**TASKS TO PERFORM**
a – According to the text on mole evaluation, who first described the A, B, C, D, E warning signs?
b – Continue the text on mole evaluation from its last sentence.

**EXCERPTED TEXT**
============================================================

Atypical Mole Evaluation Memphis Mole Check Memphis Dermatologist
George Woodbury Jr. M.D. 04/30/2023
Mole Evaluation or a Mole Check is a vital part of a Skin Cancer Screening, allowing detection of a possible Atypical Mole and even a Skin Cancer, such as Melanoma. And early detection of Skin Cancer definitely save lives.
As a practicing Board-certified Memphis Dermatologist with Rheumatology and Dermatology Associates in Cordova, Tennessee, near Germantown, Bartlett, Collierville, and Arlington, let me share with you what features we as Dermatologists are looking for when we do a Mole Evaluation.
Melanoma is a type of Skin Cancer that can develop out of normal skin or out of a pre-existing normal mole. It can also arise from what’s called an Atypical Mole, or a Dysplastic Nevus. The trigger is often exposure to UV rays – or Ultraviolet Light – coming from the sun or indoor tanning bulbs.
The person in the photo below has a Melanoma on his forehead.
Here's a close-up of this Melanoma:
The warning signs of moles that Dermatologists watch for – as originally described by Dr Rigel of New York University’s Department of Dermatology – are the A, B, C, D, E warning signs:
A stands for Asymmetry: one half of the mole does not match the other half.
B stands for an irregular Border: perhaps jagged like the coast of Maine, rather than smooth, like the coast of Florida.
C stands for Color change: perhaps a mole that’s particularly dark; or with different shades of brown, black, or gray; or with Color changes taking place.

============================================================

**DATA EXTRACTS**
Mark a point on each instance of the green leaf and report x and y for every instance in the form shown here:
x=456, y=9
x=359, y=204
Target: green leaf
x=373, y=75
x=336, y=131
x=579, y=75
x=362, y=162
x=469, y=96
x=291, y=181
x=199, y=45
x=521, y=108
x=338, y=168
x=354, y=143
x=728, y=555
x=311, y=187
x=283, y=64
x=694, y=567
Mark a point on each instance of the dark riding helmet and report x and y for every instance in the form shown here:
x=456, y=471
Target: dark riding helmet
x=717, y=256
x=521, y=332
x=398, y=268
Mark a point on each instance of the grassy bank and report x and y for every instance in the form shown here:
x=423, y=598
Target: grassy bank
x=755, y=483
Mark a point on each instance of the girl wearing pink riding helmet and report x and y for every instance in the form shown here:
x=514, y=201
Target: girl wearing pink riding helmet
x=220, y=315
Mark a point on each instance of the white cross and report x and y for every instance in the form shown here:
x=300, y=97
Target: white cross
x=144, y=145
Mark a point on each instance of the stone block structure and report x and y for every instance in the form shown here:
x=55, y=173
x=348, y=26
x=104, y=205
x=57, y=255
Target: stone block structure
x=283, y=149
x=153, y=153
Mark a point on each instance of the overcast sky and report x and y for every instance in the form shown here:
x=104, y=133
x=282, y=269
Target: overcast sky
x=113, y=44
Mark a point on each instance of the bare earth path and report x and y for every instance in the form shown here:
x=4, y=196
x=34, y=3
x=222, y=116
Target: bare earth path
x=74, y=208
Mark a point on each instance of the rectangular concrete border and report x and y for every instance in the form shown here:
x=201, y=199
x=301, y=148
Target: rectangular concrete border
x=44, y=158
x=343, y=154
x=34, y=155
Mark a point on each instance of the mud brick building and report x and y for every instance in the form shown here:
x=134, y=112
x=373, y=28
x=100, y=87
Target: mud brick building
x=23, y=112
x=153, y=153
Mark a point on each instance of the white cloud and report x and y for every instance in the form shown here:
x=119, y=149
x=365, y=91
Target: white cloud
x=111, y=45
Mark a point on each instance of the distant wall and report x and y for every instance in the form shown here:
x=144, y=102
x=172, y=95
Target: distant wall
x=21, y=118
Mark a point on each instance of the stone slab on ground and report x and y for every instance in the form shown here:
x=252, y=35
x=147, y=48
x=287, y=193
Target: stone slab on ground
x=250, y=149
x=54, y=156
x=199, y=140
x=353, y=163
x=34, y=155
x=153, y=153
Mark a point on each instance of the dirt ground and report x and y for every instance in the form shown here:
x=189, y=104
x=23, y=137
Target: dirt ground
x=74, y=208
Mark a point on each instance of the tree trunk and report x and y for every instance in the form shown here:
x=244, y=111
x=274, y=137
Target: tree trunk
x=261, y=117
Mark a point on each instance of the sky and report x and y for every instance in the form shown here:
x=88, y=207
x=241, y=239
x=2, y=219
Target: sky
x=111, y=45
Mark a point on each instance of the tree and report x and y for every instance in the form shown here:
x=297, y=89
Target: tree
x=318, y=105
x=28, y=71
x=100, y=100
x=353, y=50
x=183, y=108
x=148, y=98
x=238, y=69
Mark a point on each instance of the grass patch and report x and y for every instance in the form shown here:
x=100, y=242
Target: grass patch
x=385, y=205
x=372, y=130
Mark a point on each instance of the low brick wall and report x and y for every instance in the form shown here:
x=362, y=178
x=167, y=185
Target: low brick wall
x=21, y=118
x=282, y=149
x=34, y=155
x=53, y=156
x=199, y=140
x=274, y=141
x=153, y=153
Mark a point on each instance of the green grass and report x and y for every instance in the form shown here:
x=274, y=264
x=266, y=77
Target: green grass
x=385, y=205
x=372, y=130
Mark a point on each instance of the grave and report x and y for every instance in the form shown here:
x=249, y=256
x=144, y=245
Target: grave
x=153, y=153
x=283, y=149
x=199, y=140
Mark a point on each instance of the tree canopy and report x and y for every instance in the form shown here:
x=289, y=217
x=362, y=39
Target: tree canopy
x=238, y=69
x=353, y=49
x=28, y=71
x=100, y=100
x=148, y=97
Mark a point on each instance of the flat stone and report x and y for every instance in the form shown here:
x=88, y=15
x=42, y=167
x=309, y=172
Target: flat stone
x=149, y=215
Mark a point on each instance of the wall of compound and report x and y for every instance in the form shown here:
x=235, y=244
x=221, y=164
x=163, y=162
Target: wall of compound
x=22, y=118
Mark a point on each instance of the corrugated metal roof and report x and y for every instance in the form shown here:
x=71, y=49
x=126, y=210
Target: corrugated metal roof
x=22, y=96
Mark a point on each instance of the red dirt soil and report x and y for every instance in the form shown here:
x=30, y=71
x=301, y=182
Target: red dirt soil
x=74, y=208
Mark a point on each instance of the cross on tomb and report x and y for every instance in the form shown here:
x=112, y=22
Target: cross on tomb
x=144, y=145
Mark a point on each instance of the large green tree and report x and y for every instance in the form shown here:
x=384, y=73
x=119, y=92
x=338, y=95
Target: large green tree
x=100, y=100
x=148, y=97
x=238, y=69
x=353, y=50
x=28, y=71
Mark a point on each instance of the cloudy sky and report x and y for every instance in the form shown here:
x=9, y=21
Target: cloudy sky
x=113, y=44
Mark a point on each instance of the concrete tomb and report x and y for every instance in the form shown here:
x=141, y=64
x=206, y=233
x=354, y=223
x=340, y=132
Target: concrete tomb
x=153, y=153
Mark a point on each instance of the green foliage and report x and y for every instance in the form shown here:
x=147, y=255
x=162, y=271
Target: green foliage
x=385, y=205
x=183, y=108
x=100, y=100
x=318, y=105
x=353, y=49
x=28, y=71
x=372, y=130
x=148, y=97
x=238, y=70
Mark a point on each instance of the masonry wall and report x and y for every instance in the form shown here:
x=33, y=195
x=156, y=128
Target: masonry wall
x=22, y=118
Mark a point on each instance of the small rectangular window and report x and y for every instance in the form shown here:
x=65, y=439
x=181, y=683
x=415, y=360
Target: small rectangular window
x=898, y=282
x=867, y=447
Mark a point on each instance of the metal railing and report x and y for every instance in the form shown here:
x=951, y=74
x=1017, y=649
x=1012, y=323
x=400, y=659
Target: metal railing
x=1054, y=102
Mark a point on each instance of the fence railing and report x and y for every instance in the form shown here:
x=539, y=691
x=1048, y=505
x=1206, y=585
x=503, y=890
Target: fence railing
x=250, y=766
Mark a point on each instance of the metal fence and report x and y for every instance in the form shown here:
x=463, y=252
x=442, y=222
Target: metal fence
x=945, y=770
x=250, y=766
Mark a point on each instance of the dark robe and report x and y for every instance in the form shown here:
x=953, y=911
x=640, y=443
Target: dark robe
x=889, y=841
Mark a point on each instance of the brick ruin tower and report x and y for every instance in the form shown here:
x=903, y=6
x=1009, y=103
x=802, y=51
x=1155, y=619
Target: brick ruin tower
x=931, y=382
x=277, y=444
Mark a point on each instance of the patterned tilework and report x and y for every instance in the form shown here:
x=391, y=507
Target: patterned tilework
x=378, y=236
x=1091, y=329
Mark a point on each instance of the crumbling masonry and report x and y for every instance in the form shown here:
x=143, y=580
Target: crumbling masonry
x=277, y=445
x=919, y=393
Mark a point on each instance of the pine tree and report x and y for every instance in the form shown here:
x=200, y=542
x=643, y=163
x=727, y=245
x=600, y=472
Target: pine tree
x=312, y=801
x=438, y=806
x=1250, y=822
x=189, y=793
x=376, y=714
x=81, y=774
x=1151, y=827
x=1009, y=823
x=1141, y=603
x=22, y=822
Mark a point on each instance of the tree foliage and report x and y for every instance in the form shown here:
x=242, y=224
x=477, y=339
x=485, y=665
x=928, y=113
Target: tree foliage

============================================================

**RESPONSE LIST**
a – Dr Rigel of New York University's Department of Dermatology.

b –
D stands for a Diameter that’s enlarging (the distance across the mole). D can also stand for Dark – a mole that’s darker than a person’s other moles.
E stands for Evolving or changing features.
So what’s the story on atypical moles, sometimes also called dysplastic nevi or dysplastic moles?
In the 1970s, a Dermatologist from the University of Pennsylvania – Dr. Wally Clark – first identified certain families within which people tended to have a number of dark moles and family members tended to develop Melanoma. He described the clinical features and lab features of a Dysplastic Mole or a Dysplastic Nevus, these being moles that tended to be dark in color, often with a raised center and a flat periphery. Dermatologists now know that people with Atypical Moles can develop Melanoma both from their normal skin, and from these dark moles. Until more data becomes available, many Dermatologists – including myself – are generally recommending that atypical moles be completely removed – unless patients have so many of them that it’s more feasible to photograph the moles and monitor them for changes.